Description of the task
Everything from the line holding "Target: white boat" through the last line below must be repeated exactly, and nothing else.

Excerpts of pointing data

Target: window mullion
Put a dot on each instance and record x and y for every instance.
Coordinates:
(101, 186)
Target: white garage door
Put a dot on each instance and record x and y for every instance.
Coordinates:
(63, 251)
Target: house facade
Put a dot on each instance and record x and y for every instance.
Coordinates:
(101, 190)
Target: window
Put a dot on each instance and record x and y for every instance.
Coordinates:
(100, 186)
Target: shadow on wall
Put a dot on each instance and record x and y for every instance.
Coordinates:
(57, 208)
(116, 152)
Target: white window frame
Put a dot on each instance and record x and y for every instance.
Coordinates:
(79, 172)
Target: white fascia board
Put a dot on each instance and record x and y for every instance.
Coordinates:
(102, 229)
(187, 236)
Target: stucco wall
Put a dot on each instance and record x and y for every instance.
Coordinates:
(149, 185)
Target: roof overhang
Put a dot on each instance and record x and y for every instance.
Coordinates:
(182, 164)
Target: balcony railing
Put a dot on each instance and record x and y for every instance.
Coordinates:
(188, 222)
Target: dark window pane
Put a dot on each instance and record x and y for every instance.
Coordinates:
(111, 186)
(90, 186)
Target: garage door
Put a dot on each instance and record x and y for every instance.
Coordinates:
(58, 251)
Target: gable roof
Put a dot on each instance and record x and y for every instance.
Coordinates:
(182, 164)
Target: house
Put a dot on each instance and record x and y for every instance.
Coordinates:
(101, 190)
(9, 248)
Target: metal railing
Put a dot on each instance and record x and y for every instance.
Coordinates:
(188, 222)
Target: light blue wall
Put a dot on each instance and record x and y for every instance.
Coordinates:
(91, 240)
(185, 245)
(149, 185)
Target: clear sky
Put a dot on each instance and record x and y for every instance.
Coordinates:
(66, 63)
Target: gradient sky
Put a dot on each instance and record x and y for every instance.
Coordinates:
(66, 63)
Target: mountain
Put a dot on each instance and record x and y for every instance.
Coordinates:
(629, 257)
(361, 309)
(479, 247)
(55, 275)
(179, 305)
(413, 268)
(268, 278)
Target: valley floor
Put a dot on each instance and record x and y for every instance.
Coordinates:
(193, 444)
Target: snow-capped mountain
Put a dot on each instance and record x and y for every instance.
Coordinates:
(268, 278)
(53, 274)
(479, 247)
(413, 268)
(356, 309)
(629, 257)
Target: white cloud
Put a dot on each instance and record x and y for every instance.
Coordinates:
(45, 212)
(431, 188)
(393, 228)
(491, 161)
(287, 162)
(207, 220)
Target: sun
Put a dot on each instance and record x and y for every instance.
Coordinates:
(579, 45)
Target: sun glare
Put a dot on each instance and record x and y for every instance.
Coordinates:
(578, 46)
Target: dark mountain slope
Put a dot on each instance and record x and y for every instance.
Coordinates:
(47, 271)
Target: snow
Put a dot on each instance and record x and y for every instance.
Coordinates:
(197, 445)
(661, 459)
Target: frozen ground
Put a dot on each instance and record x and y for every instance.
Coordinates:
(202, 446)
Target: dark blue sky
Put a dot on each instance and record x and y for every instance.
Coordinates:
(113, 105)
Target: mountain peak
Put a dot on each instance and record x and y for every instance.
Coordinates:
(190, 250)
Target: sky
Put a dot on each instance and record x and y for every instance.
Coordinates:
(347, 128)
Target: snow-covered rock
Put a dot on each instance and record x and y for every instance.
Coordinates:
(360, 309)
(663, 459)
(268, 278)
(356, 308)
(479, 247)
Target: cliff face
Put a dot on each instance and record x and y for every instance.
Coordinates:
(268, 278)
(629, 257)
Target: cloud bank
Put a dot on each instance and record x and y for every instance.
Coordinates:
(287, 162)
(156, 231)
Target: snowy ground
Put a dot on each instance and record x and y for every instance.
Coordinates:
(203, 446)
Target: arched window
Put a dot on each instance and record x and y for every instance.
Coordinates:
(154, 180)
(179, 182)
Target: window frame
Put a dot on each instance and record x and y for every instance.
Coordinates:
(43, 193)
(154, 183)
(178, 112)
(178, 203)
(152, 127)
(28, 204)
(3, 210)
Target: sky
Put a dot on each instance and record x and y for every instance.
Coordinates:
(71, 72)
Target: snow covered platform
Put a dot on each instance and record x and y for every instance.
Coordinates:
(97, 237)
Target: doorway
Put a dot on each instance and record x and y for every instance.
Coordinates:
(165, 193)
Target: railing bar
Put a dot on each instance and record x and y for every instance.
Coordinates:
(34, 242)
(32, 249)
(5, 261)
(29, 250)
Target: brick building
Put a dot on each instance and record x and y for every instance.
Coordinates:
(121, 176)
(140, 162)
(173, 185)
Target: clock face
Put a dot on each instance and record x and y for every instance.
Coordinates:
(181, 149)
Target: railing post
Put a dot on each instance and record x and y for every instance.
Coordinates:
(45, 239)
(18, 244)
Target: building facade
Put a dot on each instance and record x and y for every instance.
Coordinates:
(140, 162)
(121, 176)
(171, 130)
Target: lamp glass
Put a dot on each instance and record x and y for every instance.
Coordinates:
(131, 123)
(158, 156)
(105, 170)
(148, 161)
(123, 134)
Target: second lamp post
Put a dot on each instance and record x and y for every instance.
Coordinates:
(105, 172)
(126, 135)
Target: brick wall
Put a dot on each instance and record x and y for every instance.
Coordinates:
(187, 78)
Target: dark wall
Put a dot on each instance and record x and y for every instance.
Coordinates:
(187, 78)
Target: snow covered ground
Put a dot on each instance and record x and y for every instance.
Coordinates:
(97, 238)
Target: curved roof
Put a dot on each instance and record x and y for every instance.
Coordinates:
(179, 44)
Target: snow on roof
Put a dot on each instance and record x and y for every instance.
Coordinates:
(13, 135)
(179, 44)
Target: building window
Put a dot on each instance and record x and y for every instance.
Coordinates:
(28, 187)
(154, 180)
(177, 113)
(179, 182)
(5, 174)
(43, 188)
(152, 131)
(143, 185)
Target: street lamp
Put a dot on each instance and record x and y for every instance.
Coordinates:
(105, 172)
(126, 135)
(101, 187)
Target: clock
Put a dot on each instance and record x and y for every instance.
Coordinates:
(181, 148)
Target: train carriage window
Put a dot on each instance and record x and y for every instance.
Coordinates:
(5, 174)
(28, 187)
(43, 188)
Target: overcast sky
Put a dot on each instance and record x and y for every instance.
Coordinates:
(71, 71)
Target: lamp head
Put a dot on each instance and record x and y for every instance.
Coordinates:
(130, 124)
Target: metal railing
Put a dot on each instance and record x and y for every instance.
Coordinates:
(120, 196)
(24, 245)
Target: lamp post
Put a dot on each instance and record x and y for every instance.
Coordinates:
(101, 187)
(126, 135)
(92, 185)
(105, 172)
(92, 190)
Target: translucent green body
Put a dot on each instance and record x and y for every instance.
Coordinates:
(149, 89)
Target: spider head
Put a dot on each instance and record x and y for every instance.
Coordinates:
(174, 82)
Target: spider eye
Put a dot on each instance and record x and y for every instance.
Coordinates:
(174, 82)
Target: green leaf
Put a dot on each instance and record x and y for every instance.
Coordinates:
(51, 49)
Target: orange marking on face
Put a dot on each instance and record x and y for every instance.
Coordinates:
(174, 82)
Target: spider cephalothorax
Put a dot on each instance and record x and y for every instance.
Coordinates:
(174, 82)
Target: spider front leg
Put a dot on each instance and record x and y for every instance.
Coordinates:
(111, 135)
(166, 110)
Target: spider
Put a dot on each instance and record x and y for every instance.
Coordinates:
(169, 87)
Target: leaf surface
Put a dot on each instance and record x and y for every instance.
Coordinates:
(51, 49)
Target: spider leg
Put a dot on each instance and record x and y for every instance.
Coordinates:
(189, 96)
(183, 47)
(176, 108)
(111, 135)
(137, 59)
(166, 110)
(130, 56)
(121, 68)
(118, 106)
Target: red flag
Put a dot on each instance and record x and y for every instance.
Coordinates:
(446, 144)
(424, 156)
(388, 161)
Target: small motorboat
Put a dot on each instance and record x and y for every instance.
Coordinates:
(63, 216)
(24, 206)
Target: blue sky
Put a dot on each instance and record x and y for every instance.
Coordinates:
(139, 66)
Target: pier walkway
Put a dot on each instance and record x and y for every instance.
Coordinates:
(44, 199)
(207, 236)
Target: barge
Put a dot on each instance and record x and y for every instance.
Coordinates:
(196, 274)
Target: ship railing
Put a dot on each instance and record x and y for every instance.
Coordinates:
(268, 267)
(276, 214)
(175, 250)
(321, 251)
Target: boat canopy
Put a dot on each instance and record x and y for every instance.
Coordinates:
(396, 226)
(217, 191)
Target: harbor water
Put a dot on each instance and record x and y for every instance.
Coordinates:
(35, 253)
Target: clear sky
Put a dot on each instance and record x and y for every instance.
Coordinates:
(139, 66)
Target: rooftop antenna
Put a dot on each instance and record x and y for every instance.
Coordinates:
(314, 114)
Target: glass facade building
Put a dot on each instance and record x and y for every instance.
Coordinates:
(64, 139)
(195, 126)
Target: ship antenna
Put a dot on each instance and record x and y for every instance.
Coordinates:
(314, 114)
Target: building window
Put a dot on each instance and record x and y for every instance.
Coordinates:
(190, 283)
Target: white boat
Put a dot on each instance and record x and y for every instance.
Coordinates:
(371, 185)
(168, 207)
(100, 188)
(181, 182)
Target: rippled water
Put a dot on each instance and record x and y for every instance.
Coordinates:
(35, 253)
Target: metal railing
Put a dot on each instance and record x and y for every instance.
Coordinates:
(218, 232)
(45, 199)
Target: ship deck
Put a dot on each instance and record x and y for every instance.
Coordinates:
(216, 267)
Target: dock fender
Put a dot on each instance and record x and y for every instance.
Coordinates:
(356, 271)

Reply to the task
Target: white boat
Put a dot on each instance and record x and y for every instance.
Coordinates:
(371, 185)
(168, 207)
(100, 188)
(181, 182)
Target: rippled water
Put a dot on each instance and record x and y for every instance.
Coordinates:
(35, 253)
Target: metal railing
Put a dot on each instance and record x and y for every instance.
Coordinates:
(218, 232)
(45, 199)
Target: ship deck
Put a dot on each instance and record x and y for every instance.
Coordinates:
(216, 267)
Target: dock fender
Put a dot on each instance and record x and y for every instance.
Coordinates:
(356, 271)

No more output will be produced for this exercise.